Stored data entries
● ● ● ● ●

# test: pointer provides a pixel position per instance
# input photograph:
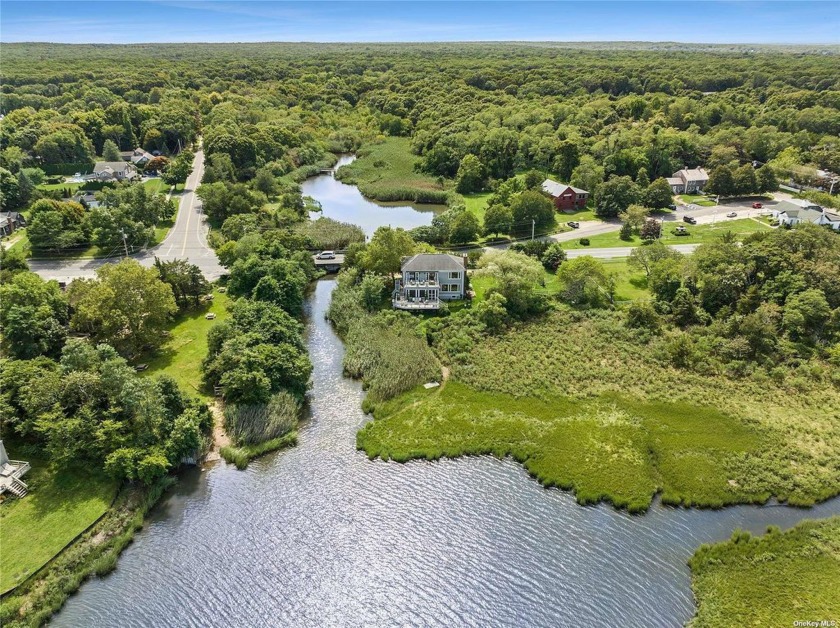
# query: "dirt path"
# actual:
(220, 436)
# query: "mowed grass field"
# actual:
(59, 507)
(609, 448)
(182, 353)
(773, 580)
(385, 172)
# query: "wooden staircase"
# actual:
(17, 487)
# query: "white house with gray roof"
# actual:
(427, 279)
(688, 181)
(113, 171)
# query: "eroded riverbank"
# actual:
(320, 535)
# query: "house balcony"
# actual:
(402, 303)
(422, 284)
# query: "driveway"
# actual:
(186, 240)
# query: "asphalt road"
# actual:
(186, 240)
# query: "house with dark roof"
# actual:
(688, 181)
(427, 279)
(796, 210)
(565, 196)
(112, 171)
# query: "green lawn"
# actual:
(385, 172)
(477, 203)
(697, 199)
(59, 507)
(773, 580)
(611, 448)
(186, 347)
(697, 234)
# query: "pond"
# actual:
(319, 535)
(345, 203)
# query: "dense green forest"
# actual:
(748, 334)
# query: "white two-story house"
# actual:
(688, 181)
(428, 279)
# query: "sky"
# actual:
(700, 21)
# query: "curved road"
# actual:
(186, 240)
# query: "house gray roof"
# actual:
(433, 261)
(694, 174)
(810, 215)
(111, 166)
(556, 189)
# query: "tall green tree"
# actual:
(127, 306)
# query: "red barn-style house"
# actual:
(565, 196)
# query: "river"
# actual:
(318, 535)
(345, 203)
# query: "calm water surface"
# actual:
(345, 203)
(320, 536)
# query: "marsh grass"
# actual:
(607, 448)
(385, 172)
(255, 424)
(540, 391)
(772, 580)
(242, 455)
(326, 233)
(94, 554)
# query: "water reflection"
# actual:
(320, 536)
(345, 203)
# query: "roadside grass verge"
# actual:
(609, 448)
(697, 199)
(589, 405)
(773, 580)
(185, 348)
(385, 172)
(95, 553)
(60, 505)
(697, 234)
(243, 454)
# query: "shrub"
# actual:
(255, 423)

● ● ● ● ●

#### Work instruction:
Your copy should hold each line above exactly and no pictures at all.

#### Result:
# test: pointer provides a pixel position per instance
# input photograph:
# query: "dirt path"
# actual:
(220, 436)
# query: "mowed grass field"
# actual:
(59, 507)
(609, 448)
(182, 353)
(773, 580)
(385, 172)
# query: "wooden staircase"
# actual:
(17, 487)
# query: "white house with gray roof"
# actual:
(427, 279)
(688, 181)
(113, 171)
# query: "eroded riverbank"
# actual:
(320, 535)
# query: "house balcony"
# actual:
(402, 303)
(422, 284)
# query: "driveway"
# actual:
(186, 240)
# query: "asphalt road"
# actual:
(186, 240)
# query: "house with dark roof"
# actual:
(688, 181)
(427, 279)
(796, 210)
(565, 196)
(112, 171)
# query: "green lawn"
# actual:
(385, 172)
(477, 203)
(697, 199)
(59, 507)
(773, 580)
(611, 448)
(186, 347)
(697, 234)
# query: "pond"
# actual:
(319, 535)
(345, 203)
# query: "dense green forest"
# actual:
(748, 334)
# query: "white two-story house"
# actual:
(688, 181)
(428, 279)
# query: "sky"
# actual:
(700, 21)
# query: "curved road"
# actual:
(186, 240)
# query: "house gray roof"
# actual:
(433, 261)
(694, 174)
(810, 215)
(111, 166)
(556, 189)
# query: "tall green tree"
# actual:
(127, 306)
# query: "red barn-style house"
# actual:
(565, 196)
# query: "river"
# actual:
(318, 535)
(345, 203)
# query: "calm water surface"
# actual:
(345, 203)
(320, 536)
# query: "marsh grass"
# actual:
(607, 448)
(385, 172)
(255, 424)
(540, 391)
(772, 580)
(242, 455)
(326, 233)
(94, 554)
# query: "water reflection"
# actual:
(320, 536)
(345, 203)
# query: "roadside grass verge"
# actual:
(609, 448)
(697, 199)
(589, 405)
(773, 580)
(185, 348)
(385, 172)
(95, 553)
(60, 505)
(697, 234)
(243, 454)
# query: "shrub"
# actual:
(255, 423)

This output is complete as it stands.